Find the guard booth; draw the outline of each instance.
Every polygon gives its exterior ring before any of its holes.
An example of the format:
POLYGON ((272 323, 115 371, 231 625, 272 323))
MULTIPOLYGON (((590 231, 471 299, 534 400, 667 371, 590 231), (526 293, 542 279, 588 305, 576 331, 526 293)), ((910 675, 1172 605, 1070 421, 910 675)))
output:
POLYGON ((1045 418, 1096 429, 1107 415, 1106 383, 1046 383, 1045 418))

> Task to complete
Convert the material from its first line through the line containing "POLYGON ((272 323, 115" into a Markdown table with the columns Row and Line. Number each line and leave out blank lines.

> Written solution
| Row | Line |
|---|---|
| 1 | Find the guard booth; draw the outline of each instance. |
| 2 | Every polygon gives its exterior ring before any of its holes. |
| 3 | An example of the format: |
| 4 | POLYGON ((272 323, 115 371, 231 625, 272 323)) |